## [MATERIAL FOR THIS TASK]
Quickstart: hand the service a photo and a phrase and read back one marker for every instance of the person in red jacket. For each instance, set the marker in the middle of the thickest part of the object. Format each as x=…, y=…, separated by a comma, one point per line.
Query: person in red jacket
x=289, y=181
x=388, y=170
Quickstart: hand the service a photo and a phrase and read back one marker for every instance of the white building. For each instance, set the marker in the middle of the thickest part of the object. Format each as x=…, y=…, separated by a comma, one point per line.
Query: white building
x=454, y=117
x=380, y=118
* * *
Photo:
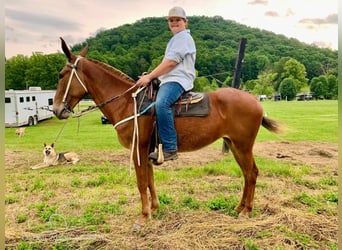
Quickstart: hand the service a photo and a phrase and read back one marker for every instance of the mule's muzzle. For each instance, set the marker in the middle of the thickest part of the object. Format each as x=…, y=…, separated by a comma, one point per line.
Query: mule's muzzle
* * *
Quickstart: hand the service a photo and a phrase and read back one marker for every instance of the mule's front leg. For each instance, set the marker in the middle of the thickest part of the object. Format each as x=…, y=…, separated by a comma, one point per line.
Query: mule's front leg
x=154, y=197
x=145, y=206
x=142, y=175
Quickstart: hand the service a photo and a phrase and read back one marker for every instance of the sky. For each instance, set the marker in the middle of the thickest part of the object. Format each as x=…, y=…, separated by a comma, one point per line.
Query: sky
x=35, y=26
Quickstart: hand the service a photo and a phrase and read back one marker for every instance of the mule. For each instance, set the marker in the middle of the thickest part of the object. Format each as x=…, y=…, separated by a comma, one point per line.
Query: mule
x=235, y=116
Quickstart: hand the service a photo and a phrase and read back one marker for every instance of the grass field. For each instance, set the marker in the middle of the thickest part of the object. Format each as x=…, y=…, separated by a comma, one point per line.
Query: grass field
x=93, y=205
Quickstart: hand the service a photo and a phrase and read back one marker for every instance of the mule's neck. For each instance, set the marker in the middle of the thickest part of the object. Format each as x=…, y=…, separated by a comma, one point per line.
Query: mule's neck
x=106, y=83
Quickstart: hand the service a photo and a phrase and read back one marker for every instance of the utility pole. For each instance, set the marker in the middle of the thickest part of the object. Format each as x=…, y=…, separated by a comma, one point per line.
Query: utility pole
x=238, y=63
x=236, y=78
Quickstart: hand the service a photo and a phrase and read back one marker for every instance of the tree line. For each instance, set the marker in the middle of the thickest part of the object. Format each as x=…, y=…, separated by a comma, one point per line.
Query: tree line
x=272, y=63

## [YOUR INSTRUCTIONS]
Copy the records word for word, from the line with "of the mule." to the line with "x=106, y=83", both of those lines included.

## [OUTPUT OF THE TASK]
Quickstart: hand the service a photo and a phrase and read back one marker for every instance of the mule. For each instance, set the marker in the middle of the thickest part of the object. Format each as x=…, y=…, separated by a comma, one point per line.
Query: mule
x=235, y=116
Quickstart: hand the service a photo and a phrase and read back one marker for every instance of the grass field. For each instance, set the marker in the middle of the thickest part of the object. Format each as x=…, y=…, separated by a comma, one point per line.
Query: grass field
x=93, y=205
Quickstart: hand the service a photo and a phrase and read back one marker for every instance of the mule's neck. For each instance, set the marker in the middle of the thickest part of the object. Format each as x=…, y=…, separated by a comma, one point per line.
Query: mule's neck
x=106, y=83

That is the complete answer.